The data below must be returned in full and exactly.

▶ Input
Segment Open

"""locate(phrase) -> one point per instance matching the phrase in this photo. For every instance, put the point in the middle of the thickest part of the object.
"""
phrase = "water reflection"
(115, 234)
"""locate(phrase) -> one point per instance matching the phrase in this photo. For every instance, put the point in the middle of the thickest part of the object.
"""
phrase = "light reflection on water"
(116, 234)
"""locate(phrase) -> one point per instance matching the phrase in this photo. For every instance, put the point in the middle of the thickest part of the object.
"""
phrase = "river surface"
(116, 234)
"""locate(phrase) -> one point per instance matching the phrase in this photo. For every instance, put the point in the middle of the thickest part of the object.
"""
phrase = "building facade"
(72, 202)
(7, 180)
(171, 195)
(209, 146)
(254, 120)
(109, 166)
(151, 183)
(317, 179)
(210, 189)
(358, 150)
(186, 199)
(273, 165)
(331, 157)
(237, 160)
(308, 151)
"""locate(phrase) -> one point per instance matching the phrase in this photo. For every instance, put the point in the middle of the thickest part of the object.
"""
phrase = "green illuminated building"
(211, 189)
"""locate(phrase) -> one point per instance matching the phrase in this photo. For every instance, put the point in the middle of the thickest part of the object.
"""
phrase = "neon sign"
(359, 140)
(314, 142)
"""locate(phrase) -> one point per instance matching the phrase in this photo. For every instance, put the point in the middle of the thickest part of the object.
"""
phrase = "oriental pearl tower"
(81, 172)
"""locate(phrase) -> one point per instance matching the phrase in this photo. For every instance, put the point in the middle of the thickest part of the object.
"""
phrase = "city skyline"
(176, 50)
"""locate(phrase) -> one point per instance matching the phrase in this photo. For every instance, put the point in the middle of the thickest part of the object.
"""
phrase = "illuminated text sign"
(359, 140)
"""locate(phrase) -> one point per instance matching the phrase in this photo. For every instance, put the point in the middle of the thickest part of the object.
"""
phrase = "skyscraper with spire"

Segment Closed

▶ Answer below
"""locate(phrase) -> one point per instance matching the phrase in this photo. For every instance, put the point in the middle of the thickest part of the object.
"""
phrase = "water reflection"
(115, 234)
"""locate(phrase) -> one point per instance matching the phrase in this photo. For every instance, put the point in the middle of the thickest part of the object.
"""
phrase = "light reflection on water"
(116, 234)
"""locate(phrase) -> one point per instance matching the phrase in this photo. For every instance, put the point in the middle of the thickest part of the object.
"""
phrase = "river surface"
(116, 234)
"""locate(phrase) -> one point per instance matching the phrase in this photo. For every instance, put the point in the middle of the thickest part of the object.
"""
phrase = "building facade"
(72, 202)
(7, 180)
(171, 195)
(209, 146)
(254, 120)
(109, 166)
(151, 183)
(317, 179)
(210, 189)
(358, 150)
(186, 199)
(273, 165)
(331, 157)
(237, 160)
(308, 151)
"""locate(phrase) -> one point per instance matching the phrase in this photo. For every instance, put the point in the middle of the thickest part of the object.
"""
phrase = "green illuminated building"
(211, 189)
"""locate(phrase) -> one point per instance matching the phrase in this photo. For every instance, put the point in the middle of the thickest part of the object.
"""
phrase = "neon sign"
(359, 140)
(314, 142)
"""locate(phrase) -> one point per instance matching the phrase in this photo. For every instance, put the point in the middle of the thickest part of the object.
"""
phrase = "oriental pearl tower"
(81, 172)
"""locate(phrase) -> one point per instance matching the phrase in this photo. For every instance, put the point in the middle of the thickest part of the object.
"""
phrase = "city skyline"
(176, 50)
"""locate(phrase) -> one point per instance matching the phrase in this photo. For every instance, put the point in the middle of the thickest part of the object.
"""
phrase = "illuminated text sign"
(359, 140)
"""locate(phrase) -> one point per instance matching the phrase in this photo. For every instance, put the point in the middle of the thickest part of the object.
"""
phrase = "skyscraper with spire"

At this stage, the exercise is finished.